# Start of RECORDS SUPPLIED

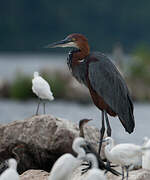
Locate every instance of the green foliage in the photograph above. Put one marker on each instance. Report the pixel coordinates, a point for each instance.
(21, 87)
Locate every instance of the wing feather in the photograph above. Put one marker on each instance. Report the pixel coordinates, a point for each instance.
(106, 80)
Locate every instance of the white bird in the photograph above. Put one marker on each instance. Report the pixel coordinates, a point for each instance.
(146, 155)
(67, 163)
(94, 173)
(125, 155)
(11, 172)
(42, 89)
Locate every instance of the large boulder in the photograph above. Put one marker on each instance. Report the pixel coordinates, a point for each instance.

# End of RECORDS SUPPLIED

Repeat exactly, and only, the lines from the one containing "Locate every instance of the wing" through the end of the material.

→ **RESULT OF THE TASK**:
Locate every instance of the wing feather in the photograph above. Put one marker on each instance. Report the pixel coordinates, a point for each instance.
(106, 80)
Locate every instance of the white bird in the photograph above. Put one marker on each instance. Report the pixel coordinates, a point for each instance.
(146, 155)
(67, 163)
(94, 173)
(125, 155)
(11, 172)
(42, 89)
Locate every instance of the large boulder in the photograph above. Put one marker on each instance. Report the pixel coordinates, a point for each instance.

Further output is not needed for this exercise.